== SOURCE DOCUMENT ==
I originally picked up running as a hobby during the pandemic. Cut off from school life and missing my fencing training, I began running three times a week, usually in the morning, purely as a way to exercise. It was almost the perfect pandemic sport – all you needed was a pair of running shoes and a place to run.. 

But the frenetic pace and excitement of Freshers’ week and the delightful workload of a law degree left me without the time or energy to run in the first week of Michaelmas. Which brings me to the midst of a rather fiddly constitutional law essay in week 2. I was frustrated and tired, and naturally decided to go for a run. Whether it was purely procrastination, muscle memory of happy endorphins, or quite literally me running away from my essay problem, my very first run in Oxford had a major impact on me. 

It was only as I stepped out of my college that it struck me that University Parks was probably shut, and I wasn’t really sure what to do. I ended up simply bolting down St Giles, past the kebab vans, all the way down to Iffley Road. This was fitting especially given the storied history of the track at Iffley, where Sir Roger Bannister ran the first sub-four-minute mile.  The highlight of the night was when I ran into an incredibly drunk man named Jeff outside the Four Candles. Merry Jeff saw me running, and, being in very high spirits (pun fully intended), attempted to race me. Naturally, Jeff was in no state to run, but the fact that he attempted the impossible despite faltering steps gave me the confidence to shake off my writer’s block and finish my essay. 

In a fast-paced environment like Oxford, it is difficult to ever truly feel in control of what’s going on around you. Running puts you in a completely different world; one where you are almost totally in control of everything you do. The pace, the direction and even the playlist are all under your control. The first 15 minutes of a run are generally the worst part, the one where you question why you ever bothered to put yourself through this, but the second you get into a groove, you achieve a sense of quiet. It is this level of peace and control that sets running apart from most sports. The only person you’re truly competing with is yourself. 

Now maybe I’ve overromanticised what running it truly is. Maybe it really is just a ridiculous sport that leaves you sweaty, gifts you sprained ankles and shin splints. But there’s probably a reason why over 6000 people ran the Oxford Town and Gown 10K this year. It was not for a participation certificate, it was for the love of the game, the peace it brings them and the sense of community that binds runners together. More importantly, they ran for charity, and raised over £300,000 for Muscle Dystrophy UK. 

Whether you are a person who wakes up at 5am or someone who is willing to run past midnight, if you ever need your world to slow down just a little bit and find a sense of control in this chaotic world, running might just be what you need.
===
== LISTED RECORDS ==
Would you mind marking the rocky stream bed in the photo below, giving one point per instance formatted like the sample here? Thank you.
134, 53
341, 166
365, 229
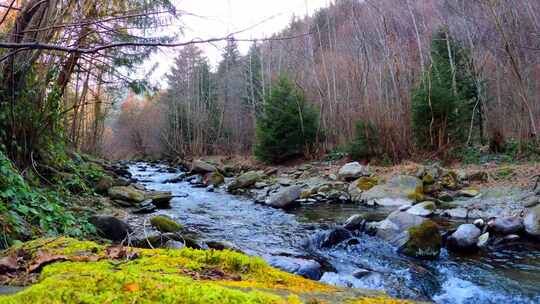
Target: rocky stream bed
426, 237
===
*EXERCISE*
From the essay on running, extract the stretch from "I originally picked" through "place to run..".

*ANSWER TO THIS TASK*
I originally picked up running as a hobby during the pandemic. Cut off from school life and missing my fencing training, I began running three times a week, usually in the morning, purely as a way to exercise. It was almost the perfect pandemic sport – all you needed was a pair of running shoes and a place to run..